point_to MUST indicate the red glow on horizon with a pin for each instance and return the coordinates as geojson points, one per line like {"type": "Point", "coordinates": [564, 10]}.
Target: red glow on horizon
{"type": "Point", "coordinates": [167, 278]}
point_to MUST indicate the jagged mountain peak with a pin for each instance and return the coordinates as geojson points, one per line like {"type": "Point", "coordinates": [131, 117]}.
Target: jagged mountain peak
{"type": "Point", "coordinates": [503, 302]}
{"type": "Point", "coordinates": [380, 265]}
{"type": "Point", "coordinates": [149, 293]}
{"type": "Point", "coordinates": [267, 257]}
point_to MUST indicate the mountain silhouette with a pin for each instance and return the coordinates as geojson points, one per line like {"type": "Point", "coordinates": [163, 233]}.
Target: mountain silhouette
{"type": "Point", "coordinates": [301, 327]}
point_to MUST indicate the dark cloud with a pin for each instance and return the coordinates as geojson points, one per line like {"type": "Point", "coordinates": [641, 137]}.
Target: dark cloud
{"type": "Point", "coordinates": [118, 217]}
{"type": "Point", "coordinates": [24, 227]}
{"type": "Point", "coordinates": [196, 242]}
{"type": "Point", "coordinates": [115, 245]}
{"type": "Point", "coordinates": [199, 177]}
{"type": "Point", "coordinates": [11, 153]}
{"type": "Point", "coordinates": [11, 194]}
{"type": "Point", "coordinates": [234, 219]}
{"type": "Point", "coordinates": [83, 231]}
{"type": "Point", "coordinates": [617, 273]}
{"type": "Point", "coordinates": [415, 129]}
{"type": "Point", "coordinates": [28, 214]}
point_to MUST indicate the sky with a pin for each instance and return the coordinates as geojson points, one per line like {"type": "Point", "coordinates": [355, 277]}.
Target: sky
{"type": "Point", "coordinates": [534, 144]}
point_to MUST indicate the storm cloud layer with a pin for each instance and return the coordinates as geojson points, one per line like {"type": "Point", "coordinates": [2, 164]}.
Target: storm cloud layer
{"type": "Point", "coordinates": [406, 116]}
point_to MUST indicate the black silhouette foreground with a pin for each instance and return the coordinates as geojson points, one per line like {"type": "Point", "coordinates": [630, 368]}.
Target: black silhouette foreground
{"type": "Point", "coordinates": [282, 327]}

________________

* WHAT THE TASK REQUIRES
Go through the material and report each line that holds the string "indicate".

* EXERCISE ANSWER
point_to MUST indicate the red glow on horizon with a pin for each instance and return the coordinates as geojson points, one per line like {"type": "Point", "coordinates": [564, 10]}.
point_to MUST indicate the jagged mountain peak with a pin for each instance and return the coordinates as geojson points, one per line like {"type": "Point", "coordinates": [131, 117]}.
point_to MUST indicate the mountain silhouette with a pin for each instance and return the coordinates as geojson points, one per line like {"type": "Point", "coordinates": [163, 233]}.
point_to MUST indicate the dark cloud with a pin for each instance and return the coordinates as geojson points, one per line like {"type": "Point", "coordinates": [641, 137]}.
point_to MUST indicate the sky with a pin for each instance and return the coordinates as geojson points, one per line like {"type": "Point", "coordinates": [355, 277]}.
point_to MUST indicate the storm cloud layer with a pin for each instance and return the coordinates as geojson points, one per line like {"type": "Point", "coordinates": [2, 164]}.
point_to MUST indicate the black silhouette foreground with a pin for each instance and return the coordinates as geojson points, one per line like {"type": "Point", "coordinates": [630, 368]}.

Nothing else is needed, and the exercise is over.